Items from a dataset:
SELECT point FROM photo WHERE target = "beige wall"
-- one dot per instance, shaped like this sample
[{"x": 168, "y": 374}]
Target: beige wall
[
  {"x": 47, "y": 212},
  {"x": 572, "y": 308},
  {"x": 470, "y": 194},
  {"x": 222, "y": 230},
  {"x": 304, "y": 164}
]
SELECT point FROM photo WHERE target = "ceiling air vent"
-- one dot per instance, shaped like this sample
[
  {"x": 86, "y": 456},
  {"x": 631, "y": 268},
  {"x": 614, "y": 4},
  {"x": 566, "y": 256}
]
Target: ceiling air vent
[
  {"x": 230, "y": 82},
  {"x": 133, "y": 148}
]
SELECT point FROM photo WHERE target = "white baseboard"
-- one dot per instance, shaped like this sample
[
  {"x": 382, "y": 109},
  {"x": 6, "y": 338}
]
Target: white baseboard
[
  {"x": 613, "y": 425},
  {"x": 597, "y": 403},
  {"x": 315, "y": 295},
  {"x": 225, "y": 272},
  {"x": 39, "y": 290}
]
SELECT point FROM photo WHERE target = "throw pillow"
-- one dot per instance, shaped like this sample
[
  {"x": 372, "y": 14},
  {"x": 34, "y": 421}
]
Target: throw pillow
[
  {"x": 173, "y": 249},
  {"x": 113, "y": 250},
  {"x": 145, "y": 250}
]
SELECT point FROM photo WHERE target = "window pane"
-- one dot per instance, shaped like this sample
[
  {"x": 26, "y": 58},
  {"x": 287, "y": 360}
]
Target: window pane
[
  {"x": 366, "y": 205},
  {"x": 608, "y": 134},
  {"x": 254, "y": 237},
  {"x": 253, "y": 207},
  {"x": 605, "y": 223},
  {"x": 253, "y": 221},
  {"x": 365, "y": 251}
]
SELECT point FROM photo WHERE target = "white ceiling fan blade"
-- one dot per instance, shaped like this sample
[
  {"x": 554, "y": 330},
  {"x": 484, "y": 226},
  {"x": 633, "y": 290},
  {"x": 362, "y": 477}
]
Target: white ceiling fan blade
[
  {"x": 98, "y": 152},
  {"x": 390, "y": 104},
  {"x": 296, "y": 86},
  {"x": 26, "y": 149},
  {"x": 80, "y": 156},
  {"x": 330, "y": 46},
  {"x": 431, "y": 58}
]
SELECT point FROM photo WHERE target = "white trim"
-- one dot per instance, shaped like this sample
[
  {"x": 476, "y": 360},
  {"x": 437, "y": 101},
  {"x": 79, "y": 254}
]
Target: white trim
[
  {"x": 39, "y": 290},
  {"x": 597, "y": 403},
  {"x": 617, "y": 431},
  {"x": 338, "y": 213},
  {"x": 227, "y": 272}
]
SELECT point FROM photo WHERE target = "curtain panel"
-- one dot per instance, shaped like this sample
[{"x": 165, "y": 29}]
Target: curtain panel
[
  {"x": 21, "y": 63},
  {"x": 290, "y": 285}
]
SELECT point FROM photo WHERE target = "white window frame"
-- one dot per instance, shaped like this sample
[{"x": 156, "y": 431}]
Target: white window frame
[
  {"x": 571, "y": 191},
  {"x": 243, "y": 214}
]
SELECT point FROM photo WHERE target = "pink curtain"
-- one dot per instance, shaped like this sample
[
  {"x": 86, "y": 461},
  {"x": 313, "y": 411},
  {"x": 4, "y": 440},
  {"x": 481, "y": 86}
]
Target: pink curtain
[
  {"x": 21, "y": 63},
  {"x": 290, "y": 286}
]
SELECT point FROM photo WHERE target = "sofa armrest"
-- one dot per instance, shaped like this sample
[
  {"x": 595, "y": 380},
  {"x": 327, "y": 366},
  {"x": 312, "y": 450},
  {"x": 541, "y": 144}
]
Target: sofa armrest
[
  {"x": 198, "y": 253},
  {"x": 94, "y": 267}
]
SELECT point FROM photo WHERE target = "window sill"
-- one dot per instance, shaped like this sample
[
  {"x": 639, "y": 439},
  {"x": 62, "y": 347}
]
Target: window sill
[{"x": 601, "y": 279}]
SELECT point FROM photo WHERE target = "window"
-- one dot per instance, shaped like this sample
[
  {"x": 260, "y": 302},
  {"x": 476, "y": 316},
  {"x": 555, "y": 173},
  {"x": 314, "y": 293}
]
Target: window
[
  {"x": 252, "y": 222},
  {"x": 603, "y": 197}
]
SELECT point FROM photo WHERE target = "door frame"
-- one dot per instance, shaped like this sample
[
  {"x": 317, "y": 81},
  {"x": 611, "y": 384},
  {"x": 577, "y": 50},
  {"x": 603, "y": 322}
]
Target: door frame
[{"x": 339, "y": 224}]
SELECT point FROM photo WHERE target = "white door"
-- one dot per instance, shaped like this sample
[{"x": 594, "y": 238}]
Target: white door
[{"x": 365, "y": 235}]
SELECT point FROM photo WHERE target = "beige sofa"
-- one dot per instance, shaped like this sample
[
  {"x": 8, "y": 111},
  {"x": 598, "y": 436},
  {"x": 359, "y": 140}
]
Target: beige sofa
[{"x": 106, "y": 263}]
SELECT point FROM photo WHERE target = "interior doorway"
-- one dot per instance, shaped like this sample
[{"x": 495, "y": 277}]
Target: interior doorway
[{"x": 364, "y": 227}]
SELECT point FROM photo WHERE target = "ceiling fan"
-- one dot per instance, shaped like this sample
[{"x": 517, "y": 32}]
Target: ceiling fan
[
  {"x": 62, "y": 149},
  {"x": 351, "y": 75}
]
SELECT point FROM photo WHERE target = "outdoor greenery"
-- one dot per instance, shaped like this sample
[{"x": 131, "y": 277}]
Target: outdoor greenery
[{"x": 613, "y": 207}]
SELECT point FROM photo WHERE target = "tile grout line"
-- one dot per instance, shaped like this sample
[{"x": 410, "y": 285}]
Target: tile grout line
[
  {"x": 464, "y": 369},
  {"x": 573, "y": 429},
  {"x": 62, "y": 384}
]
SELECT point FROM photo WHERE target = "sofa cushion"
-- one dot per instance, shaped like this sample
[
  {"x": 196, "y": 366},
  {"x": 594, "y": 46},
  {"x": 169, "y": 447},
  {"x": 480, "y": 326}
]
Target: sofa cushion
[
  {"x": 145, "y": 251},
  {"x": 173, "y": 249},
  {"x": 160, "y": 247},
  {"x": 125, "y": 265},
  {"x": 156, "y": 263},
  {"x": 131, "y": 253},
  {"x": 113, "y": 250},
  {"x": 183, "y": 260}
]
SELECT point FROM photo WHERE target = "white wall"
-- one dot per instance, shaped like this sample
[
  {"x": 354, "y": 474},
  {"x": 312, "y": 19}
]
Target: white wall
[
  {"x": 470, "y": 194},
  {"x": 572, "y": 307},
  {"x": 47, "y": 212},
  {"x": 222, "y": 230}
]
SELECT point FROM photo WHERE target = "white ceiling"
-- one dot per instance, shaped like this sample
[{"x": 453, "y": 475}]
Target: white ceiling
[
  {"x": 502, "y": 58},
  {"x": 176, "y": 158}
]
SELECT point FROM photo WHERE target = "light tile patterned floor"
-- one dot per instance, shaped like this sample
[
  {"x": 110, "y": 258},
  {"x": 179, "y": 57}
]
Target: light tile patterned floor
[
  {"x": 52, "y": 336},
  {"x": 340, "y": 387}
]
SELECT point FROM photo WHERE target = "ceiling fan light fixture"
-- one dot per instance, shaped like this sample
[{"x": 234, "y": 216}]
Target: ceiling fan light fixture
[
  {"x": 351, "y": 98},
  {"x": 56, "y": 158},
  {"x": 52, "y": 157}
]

■ **What to work on**
Transcribe the data. Leave every line exactly as it is.

■ **Solution**
SELECT point FROM photo WHERE target = "beige wall"
-- one dot per instance, shaped like this sample
[{"x": 168, "y": 374}]
Target: beige wall
[
  {"x": 47, "y": 212},
  {"x": 572, "y": 308},
  {"x": 470, "y": 194},
  {"x": 222, "y": 230},
  {"x": 304, "y": 164}
]
SELECT point FROM photo WHERE target = "ceiling air vent"
-- one dot per instance, shaped like this sample
[
  {"x": 86, "y": 456},
  {"x": 631, "y": 268},
  {"x": 614, "y": 4},
  {"x": 566, "y": 256}
]
Target: ceiling air vent
[
  {"x": 230, "y": 82},
  {"x": 133, "y": 148}
]
SELECT point FROM photo WHERE target = "white baseboard"
-- one dot per instance, shaped like this sample
[
  {"x": 382, "y": 109},
  {"x": 6, "y": 338}
]
Target: white baseboard
[
  {"x": 613, "y": 425},
  {"x": 597, "y": 403},
  {"x": 315, "y": 295},
  {"x": 225, "y": 272},
  {"x": 39, "y": 290}
]
SELECT point FROM photo WHERE target = "throw pillow"
-- one dot per instance, shaped like this sample
[
  {"x": 372, "y": 14},
  {"x": 34, "y": 421}
]
Target: throw pillow
[
  {"x": 173, "y": 249},
  {"x": 113, "y": 250},
  {"x": 145, "y": 250}
]
SELECT point FROM photo WHERE target = "window pane"
-- one dot per instance, shaped like this sample
[
  {"x": 26, "y": 58},
  {"x": 287, "y": 360}
]
Target: window pane
[
  {"x": 366, "y": 205},
  {"x": 608, "y": 134},
  {"x": 254, "y": 237},
  {"x": 253, "y": 207},
  {"x": 605, "y": 223},
  {"x": 253, "y": 221},
  {"x": 365, "y": 251}
]
SELECT point FROM photo WHERE target = "white ceiling fan blade"
-- one dot per instance, shaped like this sample
[
  {"x": 554, "y": 330},
  {"x": 484, "y": 226},
  {"x": 633, "y": 290},
  {"x": 362, "y": 477}
]
Target: white ceiling fan blade
[
  {"x": 98, "y": 152},
  {"x": 390, "y": 104},
  {"x": 296, "y": 86},
  {"x": 26, "y": 149},
  {"x": 80, "y": 156},
  {"x": 330, "y": 46},
  {"x": 431, "y": 58}
]
SELECT point FROM photo WHERE target = "white trim"
-- one dot per instance, shaped like this sample
[
  {"x": 476, "y": 360},
  {"x": 437, "y": 101},
  {"x": 79, "y": 254}
]
Target: white trim
[
  {"x": 39, "y": 290},
  {"x": 597, "y": 403},
  {"x": 617, "y": 431},
  {"x": 338, "y": 213},
  {"x": 227, "y": 272}
]
SELECT point FROM photo WHERE target = "curtain panel"
-- one dot per instance, shaped like this sample
[{"x": 165, "y": 29}]
Target: curtain panel
[
  {"x": 21, "y": 63},
  {"x": 290, "y": 285}
]
SELECT point FROM photo WHERE target = "white window frame"
-- one dot per instance, shaped like this sample
[{"x": 156, "y": 431}]
Target: white window frame
[
  {"x": 571, "y": 191},
  {"x": 243, "y": 214}
]
SELECT point FROM photo WHERE target = "pink curtain"
-- one dot per instance, shaped like this sample
[
  {"x": 86, "y": 461},
  {"x": 313, "y": 411},
  {"x": 4, "y": 440},
  {"x": 481, "y": 86}
]
Target: pink curtain
[
  {"x": 21, "y": 63},
  {"x": 290, "y": 286}
]
SELECT point FROM photo WHERE target = "sofa armrest"
-- one dot per instance, shaped like this sample
[
  {"x": 595, "y": 380},
  {"x": 327, "y": 366},
  {"x": 312, "y": 450},
  {"x": 541, "y": 144}
]
Target: sofa armrest
[
  {"x": 198, "y": 253},
  {"x": 94, "y": 267}
]
SELECT point FROM photo WHERE target = "window sill"
-- one dot per instance, shaped like this sample
[
  {"x": 639, "y": 439},
  {"x": 62, "y": 347}
]
Target: window sill
[{"x": 601, "y": 279}]
SELECT point FROM photo WHERE target = "window"
-- one dot per instance, shaped like this sample
[
  {"x": 260, "y": 302},
  {"x": 476, "y": 316},
  {"x": 555, "y": 173},
  {"x": 314, "y": 293}
]
Target: window
[
  {"x": 252, "y": 222},
  {"x": 603, "y": 197}
]
SELECT point FROM photo WHERE target = "door frame"
-- one dot per instance, shaped like this sample
[
  {"x": 317, "y": 81},
  {"x": 611, "y": 384},
  {"x": 577, "y": 50},
  {"x": 603, "y": 322}
]
Target: door frame
[{"x": 339, "y": 224}]
SELECT point FROM photo WHERE target = "white door"
-- one dot per instance, shaped like this sample
[{"x": 594, "y": 238}]
Target: white door
[{"x": 365, "y": 235}]
SELECT point FROM photo WHERE target = "beige sofa"
-- one dot per instance, shaped like this sample
[
  {"x": 8, "y": 111},
  {"x": 598, "y": 436},
  {"x": 359, "y": 140}
]
Target: beige sofa
[{"x": 106, "y": 263}]
SELECT point FROM photo WHERE target = "interior doorway"
-- one dot per instance, shaped like this sample
[{"x": 495, "y": 277}]
Target: interior doorway
[{"x": 364, "y": 227}]
SELECT point FROM photo WHERE target = "ceiling fan"
-- one dot per instance, shaped like this sample
[{"x": 517, "y": 32}]
Target: ceiling fan
[
  {"x": 62, "y": 149},
  {"x": 351, "y": 75}
]
SELECT point FROM photo WHERE target = "outdoor greenery"
-- one dot per instance, shaped like this sample
[{"x": 131, "y": 277}]
Target: outdoor greenery
[{"x": 613, "y": 207}]
SELECT point FROM photo WHERE target = "tile grout line"
-- one dot per instance, shaped like this sample
[{"x": 410, "y": 285}]
Target: tile grout line
[
  {"x": 464, "y": 369},
  {"x": 573, "y": 429},
  {"x": 62, "y": 384}
]
SELECT point FROM photo WHERE target = "sofa cushion"
-- one dot per instance, shaped like this sample
[
  {"x": 196, "y": 366},
  {"x": 594, "y": 46},
  {"x": 169, "y": 447},
  {"x": 480, "y": 326}
]
Target: sofa cushion
[
  {"x": 145, "y": 251},
  {"x": 173, "y": 249},
  {"x": 160, "y": 247},
  {"x": 125, "y": 265},
  {"x": 156, "y": 263},
  {"x": 131, "y": 253},
  {"x": 113, "y": 250},
  {"x": 183, "y": 260}
]
SELECT point FROM photo WHERE target = "white wall"
-- one dot per instance, shaped like this sample
[
  {"x": 354, "y": 474},
  {"x": 312, "y": 19}
]
Target: white wall
[
  {"x": 470, "y": 194},
  {"x": 572, "y": 307},
  {"x": 47, "y": 212},
  {"x": 222, "y": 230}
]
SELECT point FROM photo WHERE target = "white ceiling"
-- one dot per instance, shaped like this sample
[{"x": 453, "y": 475}]
Target: white ceiling
[
  {"x": 502, "y": 58},
  {"x": 176, "y": 158}
]
SELECT point FROM photo WHERE target = "light tile patterned floor"
-- one dot per instance, shaped like this sample
[
  {"x": 110, "y": 258},
  {"x": 179, "y": 57}
]
Target: light tile patterned floor
[
  {"x": 52, "y": 336},
  {"x": 340, "y": 387}
]
SELECT point FROM photo WHERE target = "ceiling fan light fixture"
-- one dot per instance, shaped like this sample
[{"x": 234, "y": 216}]
Target: ceiling fan light fixture
[
  {"x": 351, "y": 98},
  {"x": 56, "y": 158},
  {"x": 52, "y": 157}
]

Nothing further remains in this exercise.